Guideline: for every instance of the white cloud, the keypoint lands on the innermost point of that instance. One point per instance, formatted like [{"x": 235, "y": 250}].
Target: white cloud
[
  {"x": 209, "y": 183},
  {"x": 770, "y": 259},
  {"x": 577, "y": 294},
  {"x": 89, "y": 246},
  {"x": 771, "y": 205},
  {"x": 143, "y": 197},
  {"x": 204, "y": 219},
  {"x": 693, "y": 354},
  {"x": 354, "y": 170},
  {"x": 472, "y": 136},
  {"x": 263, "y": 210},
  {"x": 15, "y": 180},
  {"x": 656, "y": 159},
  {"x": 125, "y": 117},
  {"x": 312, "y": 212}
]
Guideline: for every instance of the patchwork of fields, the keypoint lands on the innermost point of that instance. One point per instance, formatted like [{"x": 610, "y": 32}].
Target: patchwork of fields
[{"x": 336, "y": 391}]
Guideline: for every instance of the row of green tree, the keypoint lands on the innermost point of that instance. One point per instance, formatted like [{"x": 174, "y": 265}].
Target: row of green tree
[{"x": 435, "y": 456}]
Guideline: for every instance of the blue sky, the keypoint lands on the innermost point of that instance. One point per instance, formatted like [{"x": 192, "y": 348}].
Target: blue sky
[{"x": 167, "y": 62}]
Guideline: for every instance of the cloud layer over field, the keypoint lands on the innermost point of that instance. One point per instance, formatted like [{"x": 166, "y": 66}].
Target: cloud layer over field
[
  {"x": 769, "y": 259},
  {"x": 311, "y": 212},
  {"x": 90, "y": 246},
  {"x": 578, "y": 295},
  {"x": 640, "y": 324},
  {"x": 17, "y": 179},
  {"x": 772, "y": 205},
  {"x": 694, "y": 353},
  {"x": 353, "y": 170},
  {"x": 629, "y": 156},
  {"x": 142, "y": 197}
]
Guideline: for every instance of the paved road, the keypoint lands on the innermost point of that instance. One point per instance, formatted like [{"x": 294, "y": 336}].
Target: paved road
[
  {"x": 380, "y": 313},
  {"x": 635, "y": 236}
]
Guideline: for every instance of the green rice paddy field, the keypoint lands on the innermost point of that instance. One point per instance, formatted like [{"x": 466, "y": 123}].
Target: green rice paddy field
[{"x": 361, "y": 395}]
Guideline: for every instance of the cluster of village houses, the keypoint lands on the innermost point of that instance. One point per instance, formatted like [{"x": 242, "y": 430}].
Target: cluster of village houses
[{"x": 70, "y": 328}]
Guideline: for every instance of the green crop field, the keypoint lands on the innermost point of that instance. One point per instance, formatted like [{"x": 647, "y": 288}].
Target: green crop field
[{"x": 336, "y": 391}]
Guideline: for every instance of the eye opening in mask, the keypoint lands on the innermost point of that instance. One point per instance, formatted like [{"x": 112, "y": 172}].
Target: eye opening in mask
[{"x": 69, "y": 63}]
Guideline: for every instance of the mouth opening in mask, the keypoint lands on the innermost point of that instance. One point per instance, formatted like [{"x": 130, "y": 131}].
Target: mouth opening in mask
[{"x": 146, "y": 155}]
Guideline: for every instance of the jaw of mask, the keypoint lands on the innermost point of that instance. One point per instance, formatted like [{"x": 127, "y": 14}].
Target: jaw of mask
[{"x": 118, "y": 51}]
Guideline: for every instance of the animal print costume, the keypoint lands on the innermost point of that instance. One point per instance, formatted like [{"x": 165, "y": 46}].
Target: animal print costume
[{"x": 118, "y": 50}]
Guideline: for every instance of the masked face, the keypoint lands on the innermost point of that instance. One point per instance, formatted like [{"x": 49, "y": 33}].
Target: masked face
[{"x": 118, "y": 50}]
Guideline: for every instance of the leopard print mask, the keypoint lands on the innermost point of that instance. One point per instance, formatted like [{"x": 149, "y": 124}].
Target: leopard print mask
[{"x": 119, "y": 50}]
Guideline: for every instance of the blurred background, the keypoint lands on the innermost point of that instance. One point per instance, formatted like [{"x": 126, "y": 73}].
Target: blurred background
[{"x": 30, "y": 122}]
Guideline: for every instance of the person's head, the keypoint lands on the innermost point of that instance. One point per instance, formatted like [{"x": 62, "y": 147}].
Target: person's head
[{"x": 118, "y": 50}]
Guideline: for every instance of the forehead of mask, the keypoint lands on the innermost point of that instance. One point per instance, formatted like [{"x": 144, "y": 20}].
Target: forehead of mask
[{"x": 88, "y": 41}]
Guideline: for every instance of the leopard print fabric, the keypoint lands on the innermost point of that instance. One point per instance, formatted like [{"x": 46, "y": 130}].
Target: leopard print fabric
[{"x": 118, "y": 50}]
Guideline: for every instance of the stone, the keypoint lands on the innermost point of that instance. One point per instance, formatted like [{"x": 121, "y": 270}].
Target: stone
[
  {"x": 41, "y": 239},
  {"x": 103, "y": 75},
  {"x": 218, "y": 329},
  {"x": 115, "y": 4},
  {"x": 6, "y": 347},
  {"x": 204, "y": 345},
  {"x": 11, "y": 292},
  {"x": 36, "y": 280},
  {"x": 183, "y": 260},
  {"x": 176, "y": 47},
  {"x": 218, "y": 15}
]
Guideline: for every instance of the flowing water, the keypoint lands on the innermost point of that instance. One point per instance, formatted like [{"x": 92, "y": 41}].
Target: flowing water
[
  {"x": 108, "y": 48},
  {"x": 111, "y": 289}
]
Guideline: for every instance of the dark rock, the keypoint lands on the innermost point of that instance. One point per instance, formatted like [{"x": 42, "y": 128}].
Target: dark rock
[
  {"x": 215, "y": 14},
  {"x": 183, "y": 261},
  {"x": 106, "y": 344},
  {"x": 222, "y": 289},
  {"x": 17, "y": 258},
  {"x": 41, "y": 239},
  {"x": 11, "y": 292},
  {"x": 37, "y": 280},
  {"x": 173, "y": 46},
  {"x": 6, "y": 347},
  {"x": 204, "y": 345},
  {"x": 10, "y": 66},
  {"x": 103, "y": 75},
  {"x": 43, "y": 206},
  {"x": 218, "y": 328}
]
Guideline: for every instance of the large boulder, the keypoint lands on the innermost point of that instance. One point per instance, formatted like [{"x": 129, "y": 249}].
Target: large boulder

□ □ □ □

Do this -
Extract all of the data above without altering anything.

Task solution -
Guideline: for every instance of the white cloud, the keypoint lands on the innermost point of that instance. One point per instance, formatted like [{"x": 235, "y": 250}].
Target: white cloud
[
  {"x": 209, "y": 183},
  {"x": 770, "y": 259},
  {"x": 577, "y": 294},
  {"x": 89, "y": 246},
  {"x": 771, "y": 205},
  {"x": 143, "y": 197},
  {"x": 204, "y": 219},
  {"x": 693, "y": 354},
  {"x": 354, "y": 170},
  {"x": 472, "y": 136},
  {"x": 263, "y": 210},
  {"x": 15, "y": 180},
  {"x": 656, "y": 159},
  {"x": 125, "y": 117},
  {"x": 312, "y": 212}
]
Guideline: for every instance of the patchwork of fields, the keypoint lands on the innermost point of that instance. One point per instance, formatted like [{"x": 610, "y": 32}].
Target: patchwork of fields
[{"x": 336, "y": 391}]
Guideline: for every instance of the row of green tree, the keypoint lands on the innermost point of that instance. One point per instance, formatted like [{"x": 174, "y": 265}].
Target: row of green tree
[{"x": 435, "y": 456}]
Guideline: for every instance of the blue sky, the keypoint lands on the innermost point of that instance. One point per instance, formatted like [{"x": 192, "y": 348}].
Target: blue sky
[{"x": 167, "y": 62}]
Guideline: for every instance of the cloud layer over field, the keypoint lands on the innermost point of that instance. One point per instance, formatted like [{"x": 166, "y": 66}].
Target: cloud layer over field
[
  {"x": 769, "y": 259},
  {"x": 311, "y": 212},
  {"x": 90, "y": 246},
  {"x": 578, "y": 295},
  {"x": 640, "y": 324},
  {"x": 17, "y": 179},
  {"x": 772, "y": 205},
  {"x": 694, "y": 353},
  {"x": 353, "y": 170},
  {"x": 629, "y": 156},
  {"x": 142, "y": 197}
]
Guideline: for every instance of the paved road, the keypoint lands on the innermost point of that instance. One point per instance, formatted like [{"x": 294, "y": 336}].
Target: paved road
[
  {"x": 380, "y": 313},
  {"x": 635, "y": 236}
]
Guideline: for every instance of the green rice paddy field, the keypoint lands on the innermost point of that instance. One point per instance, formatted like [{"x": 466, "y": 123}].
Target: green rice paddy field
[{"x": 361, "y": 395}]
Guideline: for every instance of the cluster of village houses, the keypoint lands on the innermost point of that instance. One point per instance, formatted like [{"x": 242, "y": 430}].
Target: cluster of village houses
[{"x": 70, "y": 328}]
Guideline: for every instance of the green crop field, the keypoint lands on the innermost point of that instance. One point per instance, formatted like [{"x": 647, "y": 288}].
Target: green crop field
[{"x": 336, "y": 391}]
Guideline: for every instance of the eye opening in mask, the keypoint lands on the innermost point of that instance. One point per instance, formatted like [{"x": 112, "y": 172}].
Target: eye opening in mask
[{"x": 69, "y": 63}]
Guideline: for every instance of the mouth opening in mask, the keypoint lands on the innermost point of that instance. One point per instance, formatted like [{"x": 130, "y": 131}].
Target: mouth opening in mask
[{"x": 146, "y": 155}]
Guideline: for every instance of the jaw of mask, the keypoint lands on the innermost point of that instance. One point per instance, formatted like [{"x": 127, "y": 14}].
Target: jaw of mask
[{"x": 118, "y": 51}]
Guideline: for every instance of the animal print costume, the keypoint lands on the innermost point of that instance. One point per instance, formatted like [{"x": 165, "y": 46}].
Target: animal print costume
[{"x": 118, "y": 50}]
Guideline: for every instance of the masked face, the keypoint lands on the innermost point of that instance. One point per instance, formatted like [{"x": 49, "y": 33}].
Target: masked face
[{"x": 118, "y": 50}]
Guideline: for every instance of the leopard print mask, the keypoint lands on the innermost point of that instance. One point per instance, formatted like [{"x": 149, "y": 124}].
Target: leopard print mask
[{"x": 119, "y": 50}]
Guideline: for every instance of the blurred background, the keypoint lands on the innermost point of that instance. One point per instance, formatted like [{"x": 126, "y": 73}].
Target: blurred background
[{"x": 30, "y": 122}]
Guideline: for every instance of the person's head, the keypoint lands on the innermost point of that instance. One point per instance, formatted like [{"x": 62, "y": 147}].
Target: person's head
[{"x": 118, "y": 50}]
Guideline: for every instance of the forehead of mask, the keypoint lands on the innermost point of that instance. One point per instance, formatted like [{"x": 144, "y": 20}].
Target: forehead of mask
[{"x": 88, "y": 41}]
Guideline: for every instance of the leopard print fabric, the keypoint lands on the innermost point of that instance. One point per instance, formatted like [{"x": 46, "y": 130}].
Target: leopard print fabric
[{"x": 118, "y": 50}]
Guideline: for every instance of the stone, the keypoint lands on the innermost point of that instance. One point per instance, formatted like [{"x": 121, "y": 270}].
Target: stone
[
  {"x": 41, "y": 239},
  {"x": 103, "y": 75},
  {"x": 218, "y": 329},
  {"x": 115, "y": 4},
  {"x": 6, "y": 347},
  {"x": 204, "y": 345},
  {"x": 11, "y": 292},
  {"x": 36, "y": 280},
  {"x": 183, "y": 260},
  {"x": 176, "y": 47},
  {"x": 218, "y": 15}
]
Guideline: for every instance of the flowing water, the keypoint lands on the innermost point of that instance. One point per instance, formatted like [{"x": 92, "y": 41}].
Target: flowing water
[
  {"x": 108, "y": 48},
  {"x": 111, "y": 289}
]
Guideline: for every instance of the dark rock, the keypoint lands on the innermost point of that instance. One point per instance, formatted like [{"x": 42, "y": 128}].
Target: dark rock
[
  {"x": 215, "y": 14},
  {"x": 183, "y": 261},
  {"x": 106, "y": 344},
  {"x": 222, "y": 289},
  {"x": 17, "y": 258},
  {"x": 41, "y": 239},
  {"x": 11, "y": 292},
  {"x": 37, "y": 280},
  {"x": 173, "y": 46},
  {"x": 6, "y": 347},
  {"x": 204, "y": 345},
  {"x": 10, "y": 66},
  {"x": 103, "y": 75},
  {"x": 43, "y": 206},
  {"x": 218, "y": 328}
]
Guideline: for every instance of the large boulder, the keypoint lands on the innermost point of that instance. One point per instance, formatted like [{"x": 129, "y": 249}].
Target: large boulder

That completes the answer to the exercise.